→ Texte fourni:
·····
À une époque où l’inflation repointe dangereusement le bout de son nez, du moins plus qu’à l’accoutumée, il me semble opportun de nous intéresser aux coûts que peut faire subir l’inflation monétaire à travers la recension de deux articles.

Je passe outre la distinction de savoir si l’inflation que nous connaissons est une inflation monétaire (monetary-driven), ou une inflation par les coûts, causés par les différentes restrictions des États (costs-driven). Il va sans dire que la réponse est probablement à mi-chemin entre ces deux options.

Mais revenons au sujet initial : les coûts de l’inflation monétaire.

Le traitement mainstream de l’inflation : The Cost of Inflation and Desinflation, de Kevin Dowd

Dans son article « The Costs of Inflation and Desinflation », Kevin Dowd revient sur les différents coûts que l’inflation fait subir aux individus dans l’économie, ainsi que les coûts de la désinflation (si on passe d’une d’une inflation de 3 % en 2000 à 2 % en 2001, on dit qu’il y a désinflation : le niveau général des prix augmente, mais moins vite), selon la littérature mainstream.

Un coût de l’inflation largement étudié est la perte de bien-être du fait que l’inflation anticipée conduit les agents à réduire leurs encaisses monétaires, c’est-à-dire plus simplement l’argent qu’un individu a sur lui de manière immédiate et à sa disposition (espèces et comptes courants). Un agent optimisateur demandera des encaisses jusqu’à ce que le bénéfice marginal (le bénéfice de la dernière unité monétaire acquise) qu’elles procurent soit juste égal à leur coût marginal (le coût de la dernière unité monétaire acquise).

Si les encaisses réelles ne portent pas intérêt (comme c’est le cas de l’argent déposé sur de simples comptes courants, ou de vos espèces), on suppose que le coût d’opportunité de leur détention est proportionnel au taux d’intérêt nominal (le taux d’intérêt non ajusté par l’inflation), le coût d’opportunité de leur détention est proportionnel au taux d’intérêt nominal. Une hausse de l’inflation entraîne alors une hausse des intérêts, et donc une baisse des soldes réels.
·····
Éléments du jeu de données
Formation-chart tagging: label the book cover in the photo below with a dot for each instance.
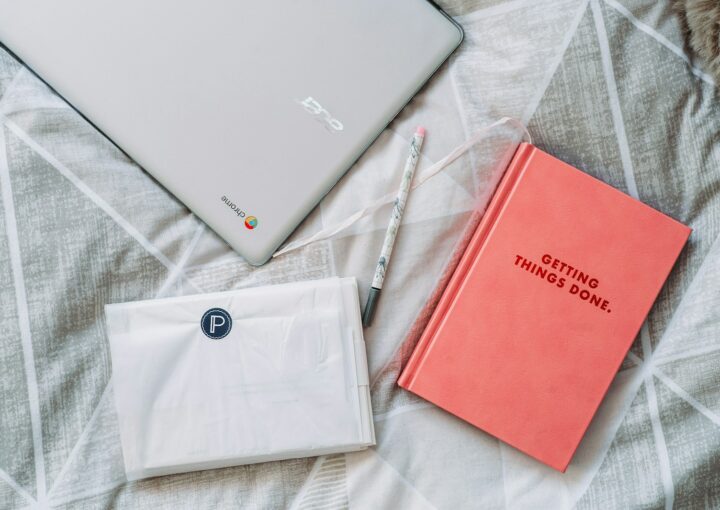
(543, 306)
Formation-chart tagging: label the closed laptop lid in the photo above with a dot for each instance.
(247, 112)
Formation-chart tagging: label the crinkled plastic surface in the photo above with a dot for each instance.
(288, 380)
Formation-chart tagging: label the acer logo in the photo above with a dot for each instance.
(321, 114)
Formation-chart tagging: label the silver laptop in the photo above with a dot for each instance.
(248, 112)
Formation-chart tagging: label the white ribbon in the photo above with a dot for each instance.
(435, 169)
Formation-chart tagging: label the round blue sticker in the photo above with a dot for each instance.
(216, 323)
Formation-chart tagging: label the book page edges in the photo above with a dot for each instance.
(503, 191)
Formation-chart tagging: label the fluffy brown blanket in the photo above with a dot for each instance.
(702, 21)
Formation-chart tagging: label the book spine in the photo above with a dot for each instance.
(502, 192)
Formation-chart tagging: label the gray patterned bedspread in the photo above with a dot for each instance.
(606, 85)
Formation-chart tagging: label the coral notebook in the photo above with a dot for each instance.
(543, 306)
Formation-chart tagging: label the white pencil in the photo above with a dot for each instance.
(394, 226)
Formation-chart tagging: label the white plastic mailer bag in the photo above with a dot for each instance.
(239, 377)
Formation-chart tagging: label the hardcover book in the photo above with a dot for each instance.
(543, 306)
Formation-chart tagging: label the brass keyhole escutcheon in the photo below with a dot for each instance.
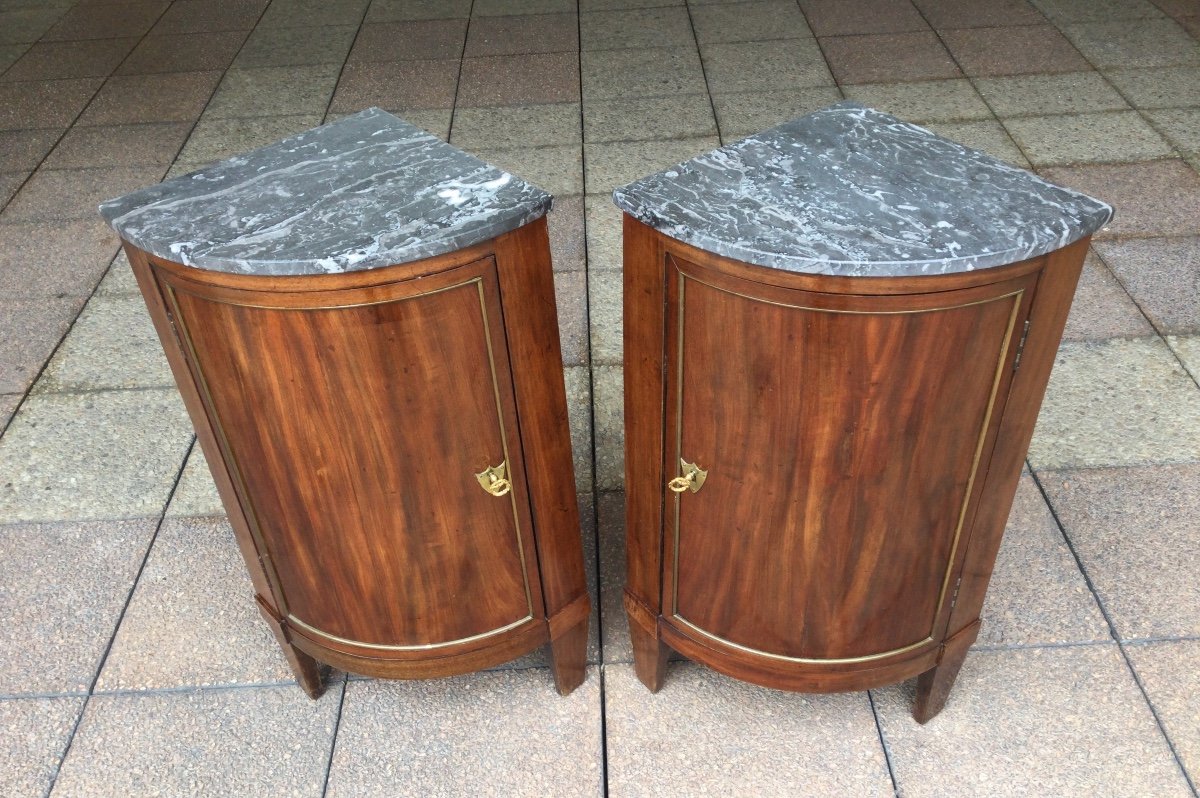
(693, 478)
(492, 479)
·····
→ Travail à faire:
(1) D'après le texte sur les coûts de l'inflation, quel nom donne-t-on au passage d'une inflation de 3 % en 2000 à 2 % en 2001 ?
(2) Recopiez fidèlement le passage du texte sur les coûts de l'inflation allant de « Je passe outre » jusqu'à « la littérature mainstream. ».
(3) Prolongez le texte sur les coûts de l'inflation monétaire à la suite de sa dernière phrase.

→ Les réponses:
(1) On parle de désinflation : le niveau général des prix augmente, mais moins vite.

(2)
Je passe outre la distinction de savoir si l’inflation que nous connaissons est une inflation monétaire (monetary-driven), ou une inflation par les coûts, causés par les différentes restrictions des États (costs-driven). Il va sans dire que la réponse est probablement à mi-chemin entre ces deux options.

Mais revenons au sujet initial : les coûts de l’inflation monétaire.

Le traitement mainstream de l’inflation : The Cost of Inflation and Desinflation, de Kevin Dowd

Dans son article « The Costs of Inflation and Desinflation », Kevin Dowd revient sur les différents coûts que l’inflation fait subir aux individus dans l’économie, ainsi que les coûts de la désinflation (si on passe d’une d’une inflation de 3 % en 2000 à 2 % en 2001, on dit qu’il y a désinflation : le niveau général des prix augmente, mais moins vite), selon la littérature mainstream.

(3)
Cette réduction des encaisses réelles entraîne une perte de bien-être car le coût social de leur production n’a pratiquement pas été affecté. Si l’on considère que les avantages que procurent les soldes réels sont donnés par la zone située sous la courbe de demande de ces soldes (la droite décroissante) la perte due à l’inflation peut sans doute être représentée par la réduction de cette zone résultant d’une réduction des soldes réels induite par l’inflation. La littérature calcule ces coûts en dixième de points de croissance, en général. Si Dowd juge ce coût à une année t relativement faible par rapport à d’autres, il soulève le fait qu’il existe des biais conduisant à sous-estimer le coût de l’inflation.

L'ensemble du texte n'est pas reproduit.